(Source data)
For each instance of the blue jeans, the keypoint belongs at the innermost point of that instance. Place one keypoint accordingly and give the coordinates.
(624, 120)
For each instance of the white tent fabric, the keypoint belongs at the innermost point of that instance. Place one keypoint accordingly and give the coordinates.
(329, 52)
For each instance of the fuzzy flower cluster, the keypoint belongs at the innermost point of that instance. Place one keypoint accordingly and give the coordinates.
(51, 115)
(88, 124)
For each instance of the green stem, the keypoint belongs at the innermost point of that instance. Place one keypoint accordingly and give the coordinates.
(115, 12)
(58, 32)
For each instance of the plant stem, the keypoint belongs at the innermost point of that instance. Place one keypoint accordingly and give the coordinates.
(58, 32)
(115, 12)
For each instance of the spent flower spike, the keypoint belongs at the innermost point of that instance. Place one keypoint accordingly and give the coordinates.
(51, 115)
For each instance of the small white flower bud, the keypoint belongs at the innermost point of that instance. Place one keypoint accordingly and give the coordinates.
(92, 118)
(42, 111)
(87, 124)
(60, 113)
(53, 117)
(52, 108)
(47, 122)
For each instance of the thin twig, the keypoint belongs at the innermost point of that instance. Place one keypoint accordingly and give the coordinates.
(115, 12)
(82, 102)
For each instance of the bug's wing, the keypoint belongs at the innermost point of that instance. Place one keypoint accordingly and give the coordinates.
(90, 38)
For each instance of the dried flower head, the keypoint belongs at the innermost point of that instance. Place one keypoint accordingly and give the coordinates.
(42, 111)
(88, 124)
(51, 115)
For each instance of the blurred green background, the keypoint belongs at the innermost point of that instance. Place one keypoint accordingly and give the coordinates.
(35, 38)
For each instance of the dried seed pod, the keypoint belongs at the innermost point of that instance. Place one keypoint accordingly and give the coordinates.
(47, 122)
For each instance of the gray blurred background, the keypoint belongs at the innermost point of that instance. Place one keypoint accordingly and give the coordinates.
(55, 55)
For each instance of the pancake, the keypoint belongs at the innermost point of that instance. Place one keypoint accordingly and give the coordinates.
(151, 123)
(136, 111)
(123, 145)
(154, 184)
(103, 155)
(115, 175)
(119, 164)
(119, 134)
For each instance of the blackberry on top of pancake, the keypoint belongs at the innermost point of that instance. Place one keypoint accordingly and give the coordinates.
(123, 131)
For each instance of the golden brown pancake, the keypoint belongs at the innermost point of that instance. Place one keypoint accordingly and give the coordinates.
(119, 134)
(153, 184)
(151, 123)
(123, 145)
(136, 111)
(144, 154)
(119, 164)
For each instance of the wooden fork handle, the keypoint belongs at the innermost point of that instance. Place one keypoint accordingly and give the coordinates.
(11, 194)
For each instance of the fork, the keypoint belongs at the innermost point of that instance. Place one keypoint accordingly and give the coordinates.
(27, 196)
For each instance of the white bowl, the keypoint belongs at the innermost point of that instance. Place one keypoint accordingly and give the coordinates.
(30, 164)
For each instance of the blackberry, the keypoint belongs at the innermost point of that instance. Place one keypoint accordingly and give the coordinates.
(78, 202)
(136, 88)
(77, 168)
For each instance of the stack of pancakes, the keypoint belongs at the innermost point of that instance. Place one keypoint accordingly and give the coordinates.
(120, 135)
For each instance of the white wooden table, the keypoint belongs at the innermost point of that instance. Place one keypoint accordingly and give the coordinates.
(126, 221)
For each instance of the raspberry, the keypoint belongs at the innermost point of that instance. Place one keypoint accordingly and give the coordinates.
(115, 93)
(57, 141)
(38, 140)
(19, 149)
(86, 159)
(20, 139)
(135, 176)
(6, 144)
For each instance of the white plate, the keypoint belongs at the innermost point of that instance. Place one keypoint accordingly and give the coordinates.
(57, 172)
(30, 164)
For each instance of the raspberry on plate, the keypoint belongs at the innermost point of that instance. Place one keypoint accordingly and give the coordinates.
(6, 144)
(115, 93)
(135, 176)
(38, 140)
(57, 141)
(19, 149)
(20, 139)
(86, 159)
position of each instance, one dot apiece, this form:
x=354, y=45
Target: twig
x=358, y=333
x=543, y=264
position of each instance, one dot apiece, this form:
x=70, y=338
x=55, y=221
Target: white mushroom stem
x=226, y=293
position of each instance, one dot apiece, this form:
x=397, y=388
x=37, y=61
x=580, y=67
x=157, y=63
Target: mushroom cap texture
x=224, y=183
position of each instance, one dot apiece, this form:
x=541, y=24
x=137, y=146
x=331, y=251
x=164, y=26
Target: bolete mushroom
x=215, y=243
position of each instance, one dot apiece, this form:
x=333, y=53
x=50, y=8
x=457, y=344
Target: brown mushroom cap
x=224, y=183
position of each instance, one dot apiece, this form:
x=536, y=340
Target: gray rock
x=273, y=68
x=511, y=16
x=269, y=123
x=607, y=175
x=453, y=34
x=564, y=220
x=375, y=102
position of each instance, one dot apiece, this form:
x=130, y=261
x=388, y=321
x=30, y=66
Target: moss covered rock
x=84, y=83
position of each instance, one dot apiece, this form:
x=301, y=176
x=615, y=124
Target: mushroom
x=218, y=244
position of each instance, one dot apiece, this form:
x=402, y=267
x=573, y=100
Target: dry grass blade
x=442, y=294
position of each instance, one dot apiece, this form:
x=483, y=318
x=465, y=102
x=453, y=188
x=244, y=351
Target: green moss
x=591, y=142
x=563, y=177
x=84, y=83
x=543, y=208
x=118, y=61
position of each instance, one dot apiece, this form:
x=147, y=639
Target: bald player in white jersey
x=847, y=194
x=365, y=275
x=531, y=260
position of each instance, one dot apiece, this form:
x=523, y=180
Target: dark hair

### ACTION ITEM
Every entry above needs to be copied exactly.

### SOLUTION FOR THIS TASK
For each instance of the blue jeans, the keypoint belongs at the innermost point of that instance. Place one keypoint accordingly and give the coordinates.
(624, 120)
For each instance of the white tent fabric, the keypoint belongs at the innermost point of that instance. Place one keypoint accordingly and give the coordinates.
(329, 52)
For each instance of the fuzzy flower cluster, the keypoint belongs at the innermost point of that instance. Place one keypoint accordingly and give the coordinates.
(51, 115)
(88, 124)
For each instance of the green stem, the keypoint belongs at the innermost point of that instance. Place one keypoint accordingly and give the coordinates.
(115, 12)
(58, 32)
For each instance of the plant stem, the keypoint belongs at the innermost point of that instance. Place one keypoint accordingly and give the coordinates.
(58, 32)
(115, 12)
For each instance of the spent flower spike, the keypoint belongs at the innermost point of that instance. Place one keypoint accordingly and give the coordinates.
(51, 115)
For each instance of the small white flower bud, the keypoint belongs at the innermost point of that instance. Place one keypoint accordingly and give the coordinates.
(92, 118)
(42, 111)
(87, 124)
(60, 113)
(53, 117)
(52, 108)
(47, 122)
For each instance of the thin twig, the keypoint belongs at the innermost point of that instance. Place one keypoint accordingly and give the coordinates.
(115, 12)
(82, 102)
For each instance of the bug's wing, the keypoint belongs at the innermost point of that instance. Place one keypoint accordingly and give the coordinates.
(90, 38)
For each instance of the dried flower head, the keypoint belongs at the innermost point of that instance. Place one keypoint accordingly and give the coordinates.
(42, 111)
(88, 124)
(51, 115)
For each instance of the blurred green background, the keypoint belongs at the innermost point of that instance. Place one keypoint accordingly and give the coordinates.
(35, 38)
For each instance of the dried seed pod, the keypoint belongs at the innermost point of that instance. Place one keypoint accordingly and give the coordinates.
(47, 122)
For each instance of the gray blurred background, the keypoint belongs at the innermost point of that instance. Place one keypoint accordingly and give the coordinates.
(55, 55)
For each instance of the pancake, the keypoint belongs at the innermost point of that instance. Place one keypoint accordingly and give the coordinates.
(151, 123)
(136, 111)
(123, 145)
(154, 184)
(103, 155)
(115, 175)
(119, 164)
(119, 134)
For each instance of the blackberry on top of pancake, the keypoint belongs at the innermost point of that instance. Place one keypoint accordingly and give the coordinates.
(123, 131)
For each instance of the golden brown pancake, the keypoint belongs at the innermost point of that instance. Place one keypoint accordingly and give the coordinates.
(119, 134)
(153, 184)
(151, 123)
(123, 145)
(136, 111)
(144, 154)
(119, 164)
For each instance of the wooden fork handle, the keypoint belongs at the innermost point of that instance. Place one keypoint accordingly and give the coordinates.
(11, 194)
For each instance of the fork, the keypoint belongs at the innermost point of that instance. Place one keypoint accordingly and give the coordinates.
(27, 196)
For each instance of the white bowl, the keypoint belongs at the innermost point of that instance. Place one keypoint accordingly and give the coordinates.
(30, 164)
For each instance of the blackberry, the keypoint belongs at the innermost point of that instance. Place one keypoint accordingly and give the coordinates.
(78, 202)
(136, 88)
(77, 168)
For each instance of the stack of pancakes, the keypoint belongs at the innermost point of that instance. Place one keypoint accordingly and give the coordinates.
(120, 135)
For each instance of the white wooden table, the keypoint belongs at the innermost point of that instance. Place one keypoint accordingly and give the coordinates.
(126, 221)
For each instance of the raspberry, the keypoint belongs at the innermost point of that instance. Place one keypoint accordingly and give the coordinates.
(115, 93)
(57, 141)
(38, 140)
(19, 149)
(86, 159)
(20, 139)
(135, 176)
(6, 144)
For each instance of the white plate, the keypoint belongs at the innermost point of that instance. Place one keypoint accordingly and give the coordinates.
(57, 172)
(30, 164)
For each instance of the raspberry on plate, the keypoint belongs at the innermost point of that instance. Place one keypoint accordingly and give the coordinates.
(6, 144)
(115, 93)
(135, 176)
(38, 140)
(57, 141)
(19, 149)
(20, 139)
(86, 159)
position of each instance, one dot apiece, this form:
x=354, y=45
Target: twig
x=358, y=333
x=543, y=264
position of each instance, one dot apiece, this form:
x=70, y=338
x=55, y=221
Target: white mushroom stem
x=226, y=293
position of each instance, one dot apiece, this form:
x=397, y=388
x=37, y=61
x=580, y=67
x=157, y=63
Target: mushroom cap texture
x=224, y=183
position of each instance, one dot apiece, this form:
x=541, y=24
x=137, y=146
x=331, y=251
x=164, y=26
Target: bolete mushroom
x=215, y=243
position of each instance, one dot apiece, this form:
x=333, y=53
x=50, y=8
x=457, y=344
Target: brown mushroom cap
x=224, y=183
position of each instance, one dot apiece, this form:
x=536, y=340
Target: gray rock
x=273, y=68
x=511, y=16
x=269, y=123
x=607, y=175
x=453, y=34
x=564, y=220
x=375, y=102
position of each instance, one dot apiece, this form:
x=130, y=261
x=388, y=321
x=30, y=66
Target: moss covered rock
x=84, y=83
position of each instance, one dot apiece, this form:
x=301, y=176
x=615, y=124
Target: mushroom
x=218, y=244
position of each instance, one dot apiece, this form:
x=402, y=267
x=573, y=100
Target: dry grass blade
x=442, y=294
position of each instance, one dot apiece, this form:
x=483, y=318
x=465, y=102
x=453, y=188
x=244, y=351
Target: green moss
x=591, y=142
x=563, y=177
x=84, y=83
x=543, y=208
x=118, y=61
position of each instance, one dot apiece, this form:
x=147, y=639
Target: bald player in white jersey
x=847, y=194
x=365, y=275
x=531, y=260
position of each instance, one dot apiece, this form:
x=523, y=180
Target: dark hair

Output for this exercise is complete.